▶ _Task details_: Format every line of the records below as a numbered list, skipping any blank lines. Leave the pictures out of the list.

▶ _Task input_:

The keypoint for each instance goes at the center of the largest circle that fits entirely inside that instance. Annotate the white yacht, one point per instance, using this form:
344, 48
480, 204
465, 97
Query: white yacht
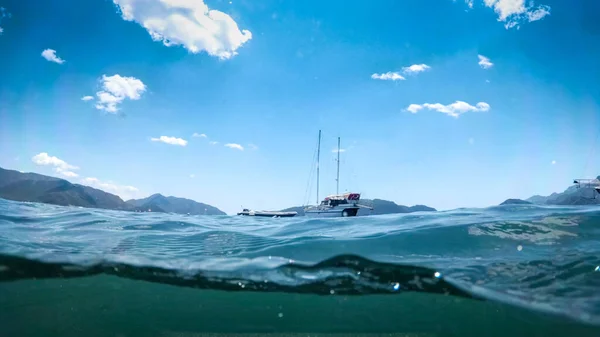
337, 205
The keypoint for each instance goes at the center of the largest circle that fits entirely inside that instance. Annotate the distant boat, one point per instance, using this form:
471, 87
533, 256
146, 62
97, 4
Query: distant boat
269, 214
337, 205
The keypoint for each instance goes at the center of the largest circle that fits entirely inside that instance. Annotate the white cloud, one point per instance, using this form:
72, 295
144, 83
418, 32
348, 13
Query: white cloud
189, 23
484, 62
414, 108
50, 55
455, 109
69, 174
538, 14
415, 69
235, 146
393, 76
123, 191
115, 89
170, 140
514, 12
43, 159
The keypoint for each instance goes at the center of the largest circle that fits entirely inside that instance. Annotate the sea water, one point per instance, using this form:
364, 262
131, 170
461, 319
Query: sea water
520, 270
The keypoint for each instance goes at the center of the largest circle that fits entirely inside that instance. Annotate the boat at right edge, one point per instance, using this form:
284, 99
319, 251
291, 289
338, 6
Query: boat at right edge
337, 205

▶ _Result of the task_:
1. The keypoint for each instance goes at the center of the largest circle that fits entirely inside that instance. Annotate the white yacht, one point per instance, using this form:
2. 344, 48
3. 480, 204
4. 465, 97
5. Query: white yacht
6. 337, 205
7. The keypoint for each instance goes at the center of the largest circle that fits entirely inside that instance. Annotate the distant boat, one point per instance, using this form:
8. 471, 87
9. 533, 256
10. 146, 62
11. 97, 4
12. Query: distant boat
13. 269, 214
14. 337, 205
15. The keypoint for each instance goes at the center of the largest circle that fits entirely inside that instance. Annotate the white cloud, one point per instance, using this form:
16. 72, 295
17. 144, 83
18. 418, 32
19. 348, 13
20. Query: white cloud
21. 189, 23
22. 484, 62
23. 414, 108
24. 50, 55
25. 455, 109
26. 69, 174
27. 538, 14
28. 415, 69
29. 235, 146
30. 393, 76
31. 123, 191
32. 115, 89
33. 170, 140
34. 514, 12
35. 43, 159
36. The keypoint for each instance goes at the center of the largest circle that fits entirely inside that instance. Annotate the sea water, one point per instance, using this form:
37. 364, 262
38. 131, 170
39. 461, 319
40. Query: sea water
41. 520, 270
42. The keypoint for each instance goes at the center of the largest circle that fits entirely inside that instance. Annotate the boat at right edge, one point per instance, using this form:
43. 284, 99
44. 319, 251
45. 291, 289
46. 338, 6
47. Query: boat at right edge
48. 337, 205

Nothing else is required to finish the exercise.